Extracted data entries:

** BEGIN **

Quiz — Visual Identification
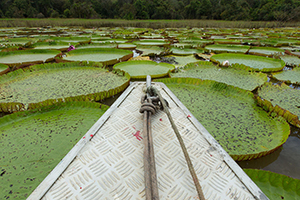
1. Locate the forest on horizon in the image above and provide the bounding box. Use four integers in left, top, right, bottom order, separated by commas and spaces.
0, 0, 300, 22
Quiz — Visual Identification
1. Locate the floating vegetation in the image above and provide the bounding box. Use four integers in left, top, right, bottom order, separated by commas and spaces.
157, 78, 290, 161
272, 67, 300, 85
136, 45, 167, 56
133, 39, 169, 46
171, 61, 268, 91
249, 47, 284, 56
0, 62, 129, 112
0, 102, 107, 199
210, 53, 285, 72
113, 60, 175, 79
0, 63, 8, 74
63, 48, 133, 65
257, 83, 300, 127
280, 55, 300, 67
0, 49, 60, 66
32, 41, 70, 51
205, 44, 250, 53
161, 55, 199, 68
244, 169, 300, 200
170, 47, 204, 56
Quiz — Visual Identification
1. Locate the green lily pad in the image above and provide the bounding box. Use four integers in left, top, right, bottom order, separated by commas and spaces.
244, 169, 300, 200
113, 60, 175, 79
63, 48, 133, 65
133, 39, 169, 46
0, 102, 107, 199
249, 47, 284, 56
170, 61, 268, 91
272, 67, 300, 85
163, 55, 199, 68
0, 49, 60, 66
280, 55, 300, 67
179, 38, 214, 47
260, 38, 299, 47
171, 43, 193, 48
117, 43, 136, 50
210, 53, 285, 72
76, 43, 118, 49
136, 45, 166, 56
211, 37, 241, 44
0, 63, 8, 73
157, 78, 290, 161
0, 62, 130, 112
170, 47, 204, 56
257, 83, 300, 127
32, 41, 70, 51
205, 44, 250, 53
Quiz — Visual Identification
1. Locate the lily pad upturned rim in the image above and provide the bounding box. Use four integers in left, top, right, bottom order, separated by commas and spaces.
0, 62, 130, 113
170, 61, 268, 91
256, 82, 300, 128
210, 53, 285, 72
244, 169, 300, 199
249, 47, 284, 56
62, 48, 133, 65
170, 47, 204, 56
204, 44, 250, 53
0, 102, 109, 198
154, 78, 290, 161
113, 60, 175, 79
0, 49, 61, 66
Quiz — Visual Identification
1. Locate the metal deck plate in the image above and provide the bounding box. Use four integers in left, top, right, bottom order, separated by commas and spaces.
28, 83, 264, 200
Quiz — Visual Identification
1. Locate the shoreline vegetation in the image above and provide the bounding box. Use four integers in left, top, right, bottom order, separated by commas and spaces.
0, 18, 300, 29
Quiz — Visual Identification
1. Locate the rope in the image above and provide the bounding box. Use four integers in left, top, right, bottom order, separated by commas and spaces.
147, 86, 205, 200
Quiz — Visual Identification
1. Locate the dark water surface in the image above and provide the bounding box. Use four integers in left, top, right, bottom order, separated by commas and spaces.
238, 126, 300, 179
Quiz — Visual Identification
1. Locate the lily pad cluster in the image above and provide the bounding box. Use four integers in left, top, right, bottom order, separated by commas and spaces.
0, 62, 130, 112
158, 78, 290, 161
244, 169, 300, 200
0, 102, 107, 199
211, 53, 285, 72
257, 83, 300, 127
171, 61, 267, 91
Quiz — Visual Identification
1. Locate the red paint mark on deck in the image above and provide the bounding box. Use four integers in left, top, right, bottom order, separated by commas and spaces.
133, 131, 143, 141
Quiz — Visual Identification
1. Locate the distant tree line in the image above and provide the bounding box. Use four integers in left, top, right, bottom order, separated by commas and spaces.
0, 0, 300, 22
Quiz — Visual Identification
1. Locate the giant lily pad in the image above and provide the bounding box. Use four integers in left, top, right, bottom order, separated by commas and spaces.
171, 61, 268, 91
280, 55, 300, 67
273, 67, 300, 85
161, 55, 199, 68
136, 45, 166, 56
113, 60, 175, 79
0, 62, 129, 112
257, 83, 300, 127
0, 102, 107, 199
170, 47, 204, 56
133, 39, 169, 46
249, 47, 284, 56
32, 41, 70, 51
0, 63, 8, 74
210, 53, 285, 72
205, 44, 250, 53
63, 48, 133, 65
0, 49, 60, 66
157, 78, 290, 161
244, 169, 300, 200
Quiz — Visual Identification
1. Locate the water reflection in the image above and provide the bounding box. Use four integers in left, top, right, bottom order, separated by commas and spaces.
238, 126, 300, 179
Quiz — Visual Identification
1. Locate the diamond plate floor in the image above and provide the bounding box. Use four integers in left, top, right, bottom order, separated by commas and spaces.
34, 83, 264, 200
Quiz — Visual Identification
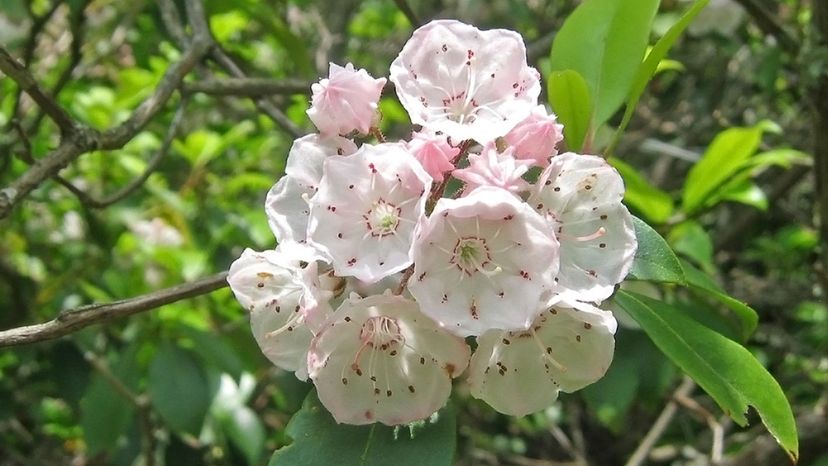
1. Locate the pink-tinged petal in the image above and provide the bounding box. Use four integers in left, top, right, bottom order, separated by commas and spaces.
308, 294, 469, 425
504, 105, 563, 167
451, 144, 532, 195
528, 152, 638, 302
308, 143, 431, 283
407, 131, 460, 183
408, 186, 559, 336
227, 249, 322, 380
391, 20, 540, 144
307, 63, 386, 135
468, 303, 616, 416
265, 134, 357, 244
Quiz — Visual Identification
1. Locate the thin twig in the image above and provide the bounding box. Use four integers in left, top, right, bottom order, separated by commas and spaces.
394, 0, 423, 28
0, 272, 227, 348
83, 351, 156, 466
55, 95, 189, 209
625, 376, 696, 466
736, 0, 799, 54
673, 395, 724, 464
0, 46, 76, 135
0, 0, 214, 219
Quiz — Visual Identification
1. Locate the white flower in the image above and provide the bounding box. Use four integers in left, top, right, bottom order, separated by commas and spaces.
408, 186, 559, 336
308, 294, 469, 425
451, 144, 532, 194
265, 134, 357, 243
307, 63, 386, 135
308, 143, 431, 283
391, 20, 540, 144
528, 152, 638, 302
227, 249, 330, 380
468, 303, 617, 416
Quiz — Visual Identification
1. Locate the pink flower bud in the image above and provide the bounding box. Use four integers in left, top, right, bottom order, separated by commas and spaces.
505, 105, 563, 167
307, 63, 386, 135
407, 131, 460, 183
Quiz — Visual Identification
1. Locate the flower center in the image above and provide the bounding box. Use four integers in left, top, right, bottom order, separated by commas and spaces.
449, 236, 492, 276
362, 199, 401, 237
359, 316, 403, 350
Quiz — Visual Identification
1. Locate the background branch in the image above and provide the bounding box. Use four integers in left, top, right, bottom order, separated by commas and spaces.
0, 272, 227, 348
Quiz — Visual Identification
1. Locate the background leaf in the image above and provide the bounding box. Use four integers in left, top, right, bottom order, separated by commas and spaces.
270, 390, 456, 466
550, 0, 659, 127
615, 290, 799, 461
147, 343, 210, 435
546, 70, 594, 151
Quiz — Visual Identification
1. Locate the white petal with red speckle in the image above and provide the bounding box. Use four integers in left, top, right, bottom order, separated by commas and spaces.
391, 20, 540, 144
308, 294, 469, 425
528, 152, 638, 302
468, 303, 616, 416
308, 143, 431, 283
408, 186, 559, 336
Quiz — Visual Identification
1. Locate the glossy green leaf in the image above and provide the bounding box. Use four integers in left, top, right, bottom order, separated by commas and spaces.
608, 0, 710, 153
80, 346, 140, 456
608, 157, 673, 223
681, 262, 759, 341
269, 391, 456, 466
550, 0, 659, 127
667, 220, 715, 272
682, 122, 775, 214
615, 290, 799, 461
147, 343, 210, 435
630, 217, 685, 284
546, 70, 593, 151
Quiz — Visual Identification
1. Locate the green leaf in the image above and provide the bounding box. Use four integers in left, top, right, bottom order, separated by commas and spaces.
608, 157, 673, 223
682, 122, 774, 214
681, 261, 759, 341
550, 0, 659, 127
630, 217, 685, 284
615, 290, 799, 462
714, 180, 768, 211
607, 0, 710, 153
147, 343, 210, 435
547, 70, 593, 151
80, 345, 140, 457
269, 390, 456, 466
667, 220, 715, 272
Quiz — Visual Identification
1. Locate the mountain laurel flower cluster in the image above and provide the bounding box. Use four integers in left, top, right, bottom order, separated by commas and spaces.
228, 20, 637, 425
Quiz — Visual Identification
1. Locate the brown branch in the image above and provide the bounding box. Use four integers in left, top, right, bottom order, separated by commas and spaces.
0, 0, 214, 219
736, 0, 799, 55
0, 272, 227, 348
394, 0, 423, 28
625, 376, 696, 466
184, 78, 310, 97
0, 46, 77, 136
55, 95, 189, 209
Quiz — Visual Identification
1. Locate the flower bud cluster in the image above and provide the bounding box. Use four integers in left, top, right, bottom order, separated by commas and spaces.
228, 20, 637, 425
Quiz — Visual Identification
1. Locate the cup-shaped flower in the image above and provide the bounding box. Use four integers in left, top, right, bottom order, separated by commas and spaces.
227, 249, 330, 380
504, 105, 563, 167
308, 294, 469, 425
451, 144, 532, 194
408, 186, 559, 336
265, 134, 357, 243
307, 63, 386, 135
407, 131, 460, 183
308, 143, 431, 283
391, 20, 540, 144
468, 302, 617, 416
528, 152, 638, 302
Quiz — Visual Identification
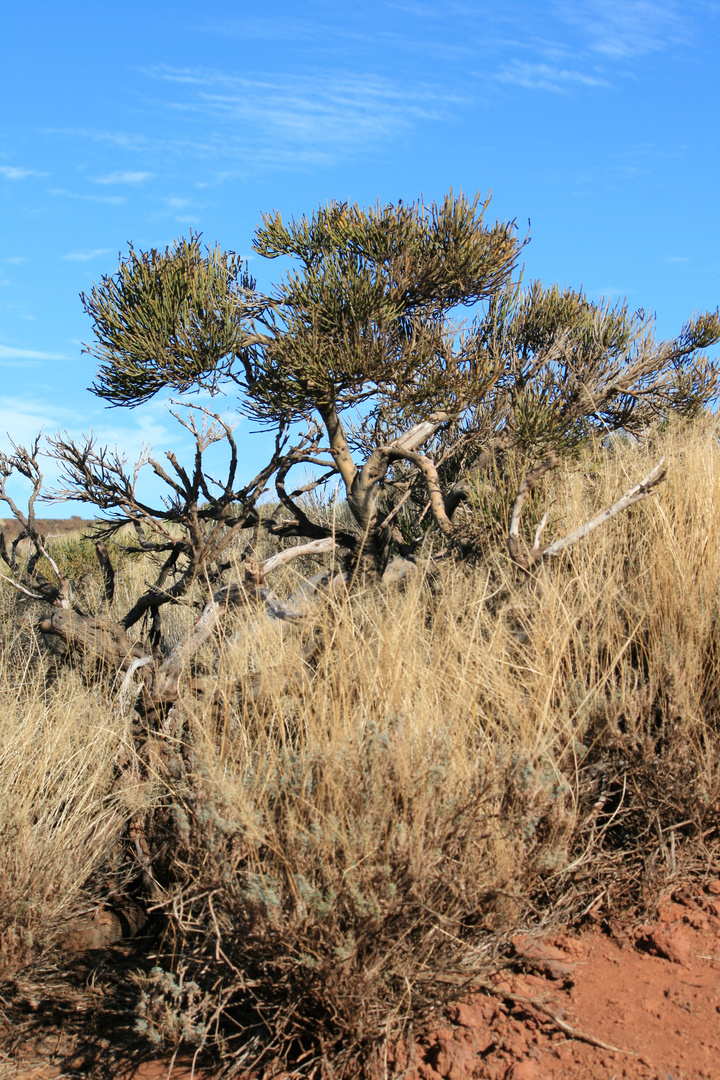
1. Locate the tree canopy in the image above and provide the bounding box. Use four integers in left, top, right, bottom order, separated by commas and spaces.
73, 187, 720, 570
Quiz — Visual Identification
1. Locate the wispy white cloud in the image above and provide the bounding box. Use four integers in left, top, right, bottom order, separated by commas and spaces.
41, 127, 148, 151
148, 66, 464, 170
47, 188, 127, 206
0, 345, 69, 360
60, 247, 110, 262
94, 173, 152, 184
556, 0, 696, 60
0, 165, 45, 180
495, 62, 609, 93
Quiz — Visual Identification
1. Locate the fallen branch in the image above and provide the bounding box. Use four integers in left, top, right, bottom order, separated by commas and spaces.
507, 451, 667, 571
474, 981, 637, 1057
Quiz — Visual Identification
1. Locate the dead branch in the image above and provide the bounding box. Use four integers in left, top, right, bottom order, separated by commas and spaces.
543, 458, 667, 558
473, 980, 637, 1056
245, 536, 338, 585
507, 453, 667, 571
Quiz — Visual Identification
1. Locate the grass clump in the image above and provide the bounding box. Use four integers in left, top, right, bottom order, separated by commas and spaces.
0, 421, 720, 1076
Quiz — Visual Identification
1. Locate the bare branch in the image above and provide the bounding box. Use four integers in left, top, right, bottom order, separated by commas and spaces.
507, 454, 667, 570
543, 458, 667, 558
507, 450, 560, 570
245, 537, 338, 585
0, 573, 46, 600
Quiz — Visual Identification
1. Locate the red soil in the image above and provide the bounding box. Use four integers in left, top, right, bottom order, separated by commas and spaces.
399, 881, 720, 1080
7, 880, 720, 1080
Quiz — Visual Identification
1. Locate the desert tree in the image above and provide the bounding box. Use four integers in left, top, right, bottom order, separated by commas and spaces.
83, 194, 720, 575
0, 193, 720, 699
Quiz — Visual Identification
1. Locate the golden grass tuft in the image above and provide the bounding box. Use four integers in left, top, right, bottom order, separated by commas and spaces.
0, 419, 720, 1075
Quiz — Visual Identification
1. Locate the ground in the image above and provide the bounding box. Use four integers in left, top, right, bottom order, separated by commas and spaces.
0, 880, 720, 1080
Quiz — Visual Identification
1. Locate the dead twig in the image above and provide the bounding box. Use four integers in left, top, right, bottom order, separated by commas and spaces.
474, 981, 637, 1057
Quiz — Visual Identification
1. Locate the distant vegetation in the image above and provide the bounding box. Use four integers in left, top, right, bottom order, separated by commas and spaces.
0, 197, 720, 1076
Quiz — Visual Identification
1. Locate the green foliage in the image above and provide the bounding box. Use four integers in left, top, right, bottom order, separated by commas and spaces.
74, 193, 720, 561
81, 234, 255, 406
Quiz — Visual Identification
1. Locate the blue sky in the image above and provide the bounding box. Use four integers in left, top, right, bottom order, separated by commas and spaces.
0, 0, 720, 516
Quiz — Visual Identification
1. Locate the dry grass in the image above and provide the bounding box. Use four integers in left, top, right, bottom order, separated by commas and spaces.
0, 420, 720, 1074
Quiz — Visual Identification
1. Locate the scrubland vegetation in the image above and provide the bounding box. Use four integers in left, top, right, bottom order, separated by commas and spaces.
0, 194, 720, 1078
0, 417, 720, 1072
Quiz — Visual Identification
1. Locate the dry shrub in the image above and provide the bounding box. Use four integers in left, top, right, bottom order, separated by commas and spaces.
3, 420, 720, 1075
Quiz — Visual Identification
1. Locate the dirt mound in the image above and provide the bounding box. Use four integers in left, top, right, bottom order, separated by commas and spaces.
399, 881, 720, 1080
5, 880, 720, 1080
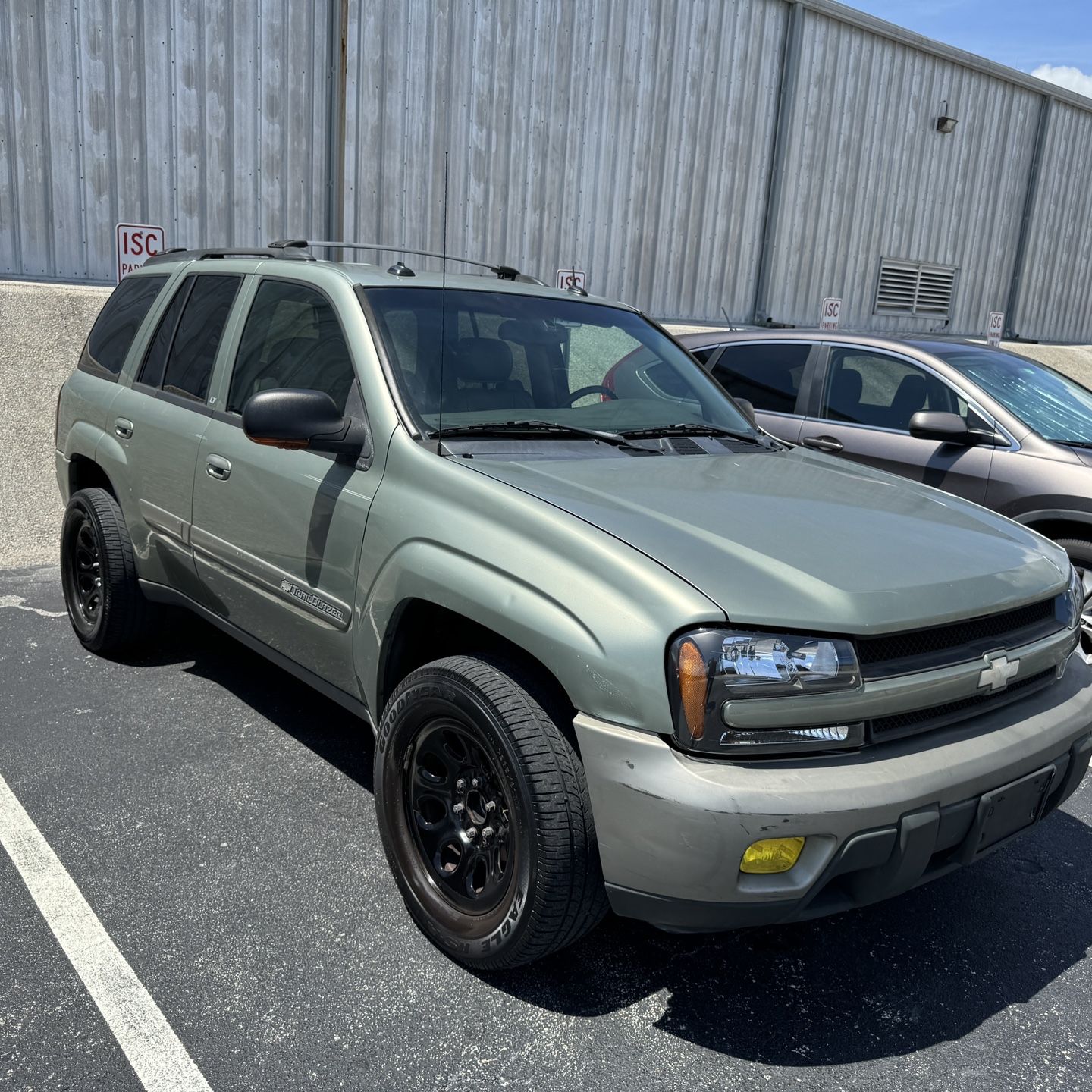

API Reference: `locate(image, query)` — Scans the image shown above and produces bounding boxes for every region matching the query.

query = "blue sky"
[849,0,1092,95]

** END **

§ WORK REQUIRED
Only the lines from the one containing "matching the query." through the end of the entries above belong in the answer; repeat them exactly.

§ SOLUTION TO THIS EXERCISE
API Reference: `locate(image, query)` — Scans the image shown above and produces bounding boxes for every region matching the query.

query = "blue sky"
[849,0,1092,95]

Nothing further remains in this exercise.